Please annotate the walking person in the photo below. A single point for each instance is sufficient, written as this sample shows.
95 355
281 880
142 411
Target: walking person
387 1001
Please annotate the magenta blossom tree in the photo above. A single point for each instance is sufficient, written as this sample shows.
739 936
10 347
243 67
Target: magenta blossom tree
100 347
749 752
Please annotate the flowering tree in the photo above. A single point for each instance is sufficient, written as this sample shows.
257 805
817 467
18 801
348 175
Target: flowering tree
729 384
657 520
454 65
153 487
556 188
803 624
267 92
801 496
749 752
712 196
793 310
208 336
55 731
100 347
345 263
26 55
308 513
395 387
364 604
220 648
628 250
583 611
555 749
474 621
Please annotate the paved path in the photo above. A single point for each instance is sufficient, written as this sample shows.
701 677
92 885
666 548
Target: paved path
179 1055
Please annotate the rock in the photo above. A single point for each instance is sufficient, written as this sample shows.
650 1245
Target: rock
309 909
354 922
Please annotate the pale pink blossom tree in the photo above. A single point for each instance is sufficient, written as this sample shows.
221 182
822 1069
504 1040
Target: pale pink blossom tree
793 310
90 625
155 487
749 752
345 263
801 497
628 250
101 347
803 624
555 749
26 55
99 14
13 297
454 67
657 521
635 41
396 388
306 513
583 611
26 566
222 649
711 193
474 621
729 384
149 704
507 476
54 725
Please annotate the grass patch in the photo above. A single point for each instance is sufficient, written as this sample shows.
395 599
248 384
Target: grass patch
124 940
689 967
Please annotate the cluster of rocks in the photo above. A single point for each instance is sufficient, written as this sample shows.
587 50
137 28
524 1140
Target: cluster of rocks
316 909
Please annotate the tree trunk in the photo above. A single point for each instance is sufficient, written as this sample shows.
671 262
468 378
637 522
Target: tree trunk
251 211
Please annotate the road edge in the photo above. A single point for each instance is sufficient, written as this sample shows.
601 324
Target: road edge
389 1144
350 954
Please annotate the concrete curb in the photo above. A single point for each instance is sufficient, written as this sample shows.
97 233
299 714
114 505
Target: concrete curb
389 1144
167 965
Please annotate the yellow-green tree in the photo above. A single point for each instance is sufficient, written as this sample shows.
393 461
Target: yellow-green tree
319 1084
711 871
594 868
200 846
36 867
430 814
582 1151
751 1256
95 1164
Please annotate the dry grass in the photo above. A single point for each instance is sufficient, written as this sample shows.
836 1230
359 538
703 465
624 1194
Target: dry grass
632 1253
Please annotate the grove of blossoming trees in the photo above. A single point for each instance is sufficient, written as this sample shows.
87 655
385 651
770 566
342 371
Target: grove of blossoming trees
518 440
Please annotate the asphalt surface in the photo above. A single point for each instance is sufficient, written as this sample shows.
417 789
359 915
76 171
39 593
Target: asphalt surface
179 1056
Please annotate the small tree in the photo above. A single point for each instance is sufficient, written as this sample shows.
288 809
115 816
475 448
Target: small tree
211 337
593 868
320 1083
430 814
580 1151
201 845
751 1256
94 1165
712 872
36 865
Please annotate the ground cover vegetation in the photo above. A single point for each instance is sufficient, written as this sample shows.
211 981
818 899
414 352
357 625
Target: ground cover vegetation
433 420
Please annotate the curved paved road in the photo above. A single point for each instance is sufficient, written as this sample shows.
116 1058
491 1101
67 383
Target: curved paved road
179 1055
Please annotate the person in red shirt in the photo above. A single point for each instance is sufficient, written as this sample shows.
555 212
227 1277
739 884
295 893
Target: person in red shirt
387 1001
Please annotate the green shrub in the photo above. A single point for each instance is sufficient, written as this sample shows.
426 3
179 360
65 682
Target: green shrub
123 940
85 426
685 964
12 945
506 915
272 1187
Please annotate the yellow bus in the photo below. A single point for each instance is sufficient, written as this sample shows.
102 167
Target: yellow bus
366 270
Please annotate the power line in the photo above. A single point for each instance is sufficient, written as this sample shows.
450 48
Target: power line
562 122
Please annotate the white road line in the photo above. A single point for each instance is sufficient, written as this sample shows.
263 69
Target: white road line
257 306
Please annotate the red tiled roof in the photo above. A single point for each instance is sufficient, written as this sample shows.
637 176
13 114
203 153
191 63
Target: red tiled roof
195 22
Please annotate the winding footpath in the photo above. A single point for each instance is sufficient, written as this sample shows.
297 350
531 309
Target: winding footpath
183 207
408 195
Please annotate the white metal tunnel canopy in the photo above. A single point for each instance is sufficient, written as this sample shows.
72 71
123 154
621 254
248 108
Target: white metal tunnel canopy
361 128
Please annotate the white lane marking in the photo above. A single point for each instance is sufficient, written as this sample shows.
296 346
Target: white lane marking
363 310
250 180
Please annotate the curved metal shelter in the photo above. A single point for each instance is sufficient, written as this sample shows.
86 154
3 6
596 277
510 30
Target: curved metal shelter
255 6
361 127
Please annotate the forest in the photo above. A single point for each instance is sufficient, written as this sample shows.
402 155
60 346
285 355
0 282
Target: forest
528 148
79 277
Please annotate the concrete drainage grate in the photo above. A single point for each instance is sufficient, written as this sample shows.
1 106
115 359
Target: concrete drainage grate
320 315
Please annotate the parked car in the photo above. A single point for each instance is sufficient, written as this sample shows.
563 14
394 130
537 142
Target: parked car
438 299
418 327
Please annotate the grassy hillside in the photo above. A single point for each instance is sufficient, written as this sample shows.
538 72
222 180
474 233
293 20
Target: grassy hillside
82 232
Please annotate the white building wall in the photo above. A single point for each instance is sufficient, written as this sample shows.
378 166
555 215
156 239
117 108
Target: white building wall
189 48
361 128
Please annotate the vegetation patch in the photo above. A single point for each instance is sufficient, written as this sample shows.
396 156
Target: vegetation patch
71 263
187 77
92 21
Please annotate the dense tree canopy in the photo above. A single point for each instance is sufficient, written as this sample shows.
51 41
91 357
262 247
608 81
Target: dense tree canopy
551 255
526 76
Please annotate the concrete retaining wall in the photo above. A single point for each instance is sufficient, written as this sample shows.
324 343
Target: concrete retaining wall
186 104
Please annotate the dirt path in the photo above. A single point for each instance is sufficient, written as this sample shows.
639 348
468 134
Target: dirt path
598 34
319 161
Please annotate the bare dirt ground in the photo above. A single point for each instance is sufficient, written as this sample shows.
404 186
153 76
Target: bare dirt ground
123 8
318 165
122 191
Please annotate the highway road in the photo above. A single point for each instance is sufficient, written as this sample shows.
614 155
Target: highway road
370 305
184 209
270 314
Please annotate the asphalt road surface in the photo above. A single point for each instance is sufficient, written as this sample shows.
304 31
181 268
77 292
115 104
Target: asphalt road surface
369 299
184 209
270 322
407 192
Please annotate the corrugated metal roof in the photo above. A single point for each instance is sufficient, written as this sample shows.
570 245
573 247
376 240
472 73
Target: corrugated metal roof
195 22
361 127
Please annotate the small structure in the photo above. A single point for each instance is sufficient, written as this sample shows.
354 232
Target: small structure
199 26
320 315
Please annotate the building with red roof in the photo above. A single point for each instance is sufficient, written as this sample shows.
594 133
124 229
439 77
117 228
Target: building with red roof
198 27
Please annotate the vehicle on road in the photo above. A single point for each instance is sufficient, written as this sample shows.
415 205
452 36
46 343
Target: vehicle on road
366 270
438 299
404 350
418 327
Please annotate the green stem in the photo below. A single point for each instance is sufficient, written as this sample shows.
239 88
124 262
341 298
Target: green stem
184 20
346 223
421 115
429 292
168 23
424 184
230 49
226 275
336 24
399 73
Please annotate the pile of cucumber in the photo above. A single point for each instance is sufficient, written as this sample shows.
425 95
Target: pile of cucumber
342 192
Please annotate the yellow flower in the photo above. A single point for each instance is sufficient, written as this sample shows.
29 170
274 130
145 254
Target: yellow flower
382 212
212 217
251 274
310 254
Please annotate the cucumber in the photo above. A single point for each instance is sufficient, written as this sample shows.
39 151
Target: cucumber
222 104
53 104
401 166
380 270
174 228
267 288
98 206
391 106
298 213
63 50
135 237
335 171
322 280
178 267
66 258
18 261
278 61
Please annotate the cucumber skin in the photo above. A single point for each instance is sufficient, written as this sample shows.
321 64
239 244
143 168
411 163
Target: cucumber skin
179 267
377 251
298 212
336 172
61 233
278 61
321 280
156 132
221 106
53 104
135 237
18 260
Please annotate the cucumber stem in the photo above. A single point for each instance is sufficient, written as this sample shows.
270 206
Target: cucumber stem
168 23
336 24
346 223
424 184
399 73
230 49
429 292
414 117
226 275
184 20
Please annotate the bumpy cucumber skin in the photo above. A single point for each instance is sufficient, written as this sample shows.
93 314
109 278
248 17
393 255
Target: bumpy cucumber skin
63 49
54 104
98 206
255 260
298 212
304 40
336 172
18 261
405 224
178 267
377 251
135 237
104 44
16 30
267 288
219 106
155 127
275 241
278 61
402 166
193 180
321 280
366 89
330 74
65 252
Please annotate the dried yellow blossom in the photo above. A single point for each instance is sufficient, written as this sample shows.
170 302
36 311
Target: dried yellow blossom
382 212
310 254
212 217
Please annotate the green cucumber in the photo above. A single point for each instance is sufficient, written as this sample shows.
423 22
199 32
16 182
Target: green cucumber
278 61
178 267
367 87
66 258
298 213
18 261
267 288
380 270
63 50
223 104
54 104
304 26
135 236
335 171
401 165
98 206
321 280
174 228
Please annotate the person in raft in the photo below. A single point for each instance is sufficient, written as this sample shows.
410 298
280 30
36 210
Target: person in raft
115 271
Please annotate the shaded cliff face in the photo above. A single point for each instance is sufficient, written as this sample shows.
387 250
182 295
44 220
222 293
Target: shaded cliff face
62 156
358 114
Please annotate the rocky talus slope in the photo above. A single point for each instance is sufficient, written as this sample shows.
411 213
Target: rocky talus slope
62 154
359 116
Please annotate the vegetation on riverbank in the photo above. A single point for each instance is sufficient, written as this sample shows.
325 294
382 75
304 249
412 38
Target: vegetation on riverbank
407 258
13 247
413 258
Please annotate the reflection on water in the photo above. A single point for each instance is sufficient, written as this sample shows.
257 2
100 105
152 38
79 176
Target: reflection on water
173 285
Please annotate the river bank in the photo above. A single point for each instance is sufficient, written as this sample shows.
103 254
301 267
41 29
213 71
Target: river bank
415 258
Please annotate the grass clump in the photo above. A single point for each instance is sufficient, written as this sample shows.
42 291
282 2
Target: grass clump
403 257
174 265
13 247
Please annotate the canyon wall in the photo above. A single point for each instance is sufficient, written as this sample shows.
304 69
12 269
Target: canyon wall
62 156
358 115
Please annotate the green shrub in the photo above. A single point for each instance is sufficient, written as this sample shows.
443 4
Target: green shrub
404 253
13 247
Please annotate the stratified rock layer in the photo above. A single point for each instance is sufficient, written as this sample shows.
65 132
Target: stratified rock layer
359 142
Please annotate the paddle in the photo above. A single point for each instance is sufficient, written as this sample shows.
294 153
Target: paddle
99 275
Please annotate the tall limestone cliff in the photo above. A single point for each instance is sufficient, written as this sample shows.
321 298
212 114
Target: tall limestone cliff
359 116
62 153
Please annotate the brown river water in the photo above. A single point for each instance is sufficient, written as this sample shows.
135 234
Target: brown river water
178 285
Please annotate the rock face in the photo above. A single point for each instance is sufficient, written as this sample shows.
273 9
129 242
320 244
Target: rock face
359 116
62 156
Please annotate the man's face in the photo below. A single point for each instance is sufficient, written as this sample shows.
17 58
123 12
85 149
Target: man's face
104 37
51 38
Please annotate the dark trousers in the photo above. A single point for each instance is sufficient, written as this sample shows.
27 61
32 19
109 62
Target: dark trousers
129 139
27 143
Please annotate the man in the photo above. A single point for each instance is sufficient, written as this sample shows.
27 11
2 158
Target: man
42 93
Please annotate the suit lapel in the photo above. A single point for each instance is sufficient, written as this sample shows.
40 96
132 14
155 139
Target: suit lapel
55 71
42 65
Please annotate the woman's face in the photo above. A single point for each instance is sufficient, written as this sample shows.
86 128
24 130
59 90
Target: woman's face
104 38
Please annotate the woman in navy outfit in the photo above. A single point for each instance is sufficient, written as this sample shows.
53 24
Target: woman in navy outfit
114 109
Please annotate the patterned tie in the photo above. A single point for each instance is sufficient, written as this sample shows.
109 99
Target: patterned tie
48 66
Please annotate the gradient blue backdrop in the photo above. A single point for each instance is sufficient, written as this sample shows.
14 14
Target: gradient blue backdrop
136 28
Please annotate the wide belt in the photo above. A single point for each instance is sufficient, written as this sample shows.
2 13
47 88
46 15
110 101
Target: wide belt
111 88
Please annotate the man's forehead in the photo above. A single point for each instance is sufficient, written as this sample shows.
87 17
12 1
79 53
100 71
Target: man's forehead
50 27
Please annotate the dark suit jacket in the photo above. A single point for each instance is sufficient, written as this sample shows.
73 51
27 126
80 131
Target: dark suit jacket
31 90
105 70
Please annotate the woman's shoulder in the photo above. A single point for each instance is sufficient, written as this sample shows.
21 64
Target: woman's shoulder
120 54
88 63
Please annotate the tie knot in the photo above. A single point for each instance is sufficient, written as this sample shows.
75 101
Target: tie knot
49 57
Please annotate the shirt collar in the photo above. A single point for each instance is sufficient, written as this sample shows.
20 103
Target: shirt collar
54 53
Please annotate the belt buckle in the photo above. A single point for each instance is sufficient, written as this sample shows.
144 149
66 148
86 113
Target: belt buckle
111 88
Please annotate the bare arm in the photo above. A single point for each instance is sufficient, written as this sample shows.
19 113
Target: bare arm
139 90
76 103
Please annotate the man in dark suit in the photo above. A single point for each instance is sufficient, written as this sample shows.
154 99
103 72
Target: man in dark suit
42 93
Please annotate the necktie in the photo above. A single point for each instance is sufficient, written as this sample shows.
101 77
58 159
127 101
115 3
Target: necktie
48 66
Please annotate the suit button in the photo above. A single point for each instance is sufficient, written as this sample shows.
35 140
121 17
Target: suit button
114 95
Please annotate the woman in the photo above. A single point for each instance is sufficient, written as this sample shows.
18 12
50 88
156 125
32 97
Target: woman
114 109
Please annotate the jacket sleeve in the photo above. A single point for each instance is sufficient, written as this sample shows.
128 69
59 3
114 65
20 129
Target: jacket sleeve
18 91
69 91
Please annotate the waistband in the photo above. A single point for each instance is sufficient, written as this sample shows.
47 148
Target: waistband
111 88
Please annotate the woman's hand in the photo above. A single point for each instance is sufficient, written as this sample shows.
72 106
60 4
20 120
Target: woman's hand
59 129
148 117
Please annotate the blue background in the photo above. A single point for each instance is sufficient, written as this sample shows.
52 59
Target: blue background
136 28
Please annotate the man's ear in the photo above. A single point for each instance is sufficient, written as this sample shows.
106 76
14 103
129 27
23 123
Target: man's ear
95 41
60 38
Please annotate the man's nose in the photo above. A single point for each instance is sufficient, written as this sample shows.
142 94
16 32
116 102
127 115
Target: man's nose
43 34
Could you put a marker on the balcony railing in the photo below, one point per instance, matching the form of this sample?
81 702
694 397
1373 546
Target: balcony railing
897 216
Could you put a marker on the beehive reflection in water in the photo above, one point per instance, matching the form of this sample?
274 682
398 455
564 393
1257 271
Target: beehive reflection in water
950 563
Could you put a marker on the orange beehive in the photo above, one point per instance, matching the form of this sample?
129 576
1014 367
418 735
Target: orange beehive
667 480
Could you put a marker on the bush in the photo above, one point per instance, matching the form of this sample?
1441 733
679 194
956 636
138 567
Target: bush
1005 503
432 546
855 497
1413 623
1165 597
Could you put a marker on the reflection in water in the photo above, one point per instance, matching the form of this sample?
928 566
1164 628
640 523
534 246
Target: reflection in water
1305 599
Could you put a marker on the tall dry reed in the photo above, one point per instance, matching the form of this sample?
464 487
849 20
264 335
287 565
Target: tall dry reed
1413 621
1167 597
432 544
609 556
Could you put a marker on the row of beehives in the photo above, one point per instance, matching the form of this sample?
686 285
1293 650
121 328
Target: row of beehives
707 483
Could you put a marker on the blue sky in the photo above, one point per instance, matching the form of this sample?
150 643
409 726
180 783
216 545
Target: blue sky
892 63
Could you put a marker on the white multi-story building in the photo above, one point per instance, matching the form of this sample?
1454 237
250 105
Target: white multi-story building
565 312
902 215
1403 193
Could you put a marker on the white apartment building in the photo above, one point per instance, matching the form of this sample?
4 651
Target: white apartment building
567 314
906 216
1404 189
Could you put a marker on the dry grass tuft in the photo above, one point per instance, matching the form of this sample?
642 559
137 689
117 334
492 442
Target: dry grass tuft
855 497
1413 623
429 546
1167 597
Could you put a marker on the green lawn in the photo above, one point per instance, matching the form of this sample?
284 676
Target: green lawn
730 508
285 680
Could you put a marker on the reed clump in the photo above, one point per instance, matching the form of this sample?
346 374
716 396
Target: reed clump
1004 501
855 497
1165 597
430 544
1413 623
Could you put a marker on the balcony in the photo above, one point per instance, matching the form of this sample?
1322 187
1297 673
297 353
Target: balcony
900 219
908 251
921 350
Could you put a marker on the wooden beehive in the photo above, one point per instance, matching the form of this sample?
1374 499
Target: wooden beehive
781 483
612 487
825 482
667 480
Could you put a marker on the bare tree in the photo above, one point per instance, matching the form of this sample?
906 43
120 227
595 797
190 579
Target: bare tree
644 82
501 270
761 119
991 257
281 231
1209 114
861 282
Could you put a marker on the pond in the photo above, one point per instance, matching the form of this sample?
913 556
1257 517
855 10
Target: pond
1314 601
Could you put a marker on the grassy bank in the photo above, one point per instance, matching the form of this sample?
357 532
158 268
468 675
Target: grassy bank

--------

EXERCISE INSTRUCTIONS: Reproduce the material verbatim, from the line containing "Could you put a marker on the grassy" through the end of the material.

FINISHED TASK:
Could you put a marker on the grassy bank in the photo above, one point per instance, matching the form of this sample?
357 532
158 268
468 675
Target: grassy bank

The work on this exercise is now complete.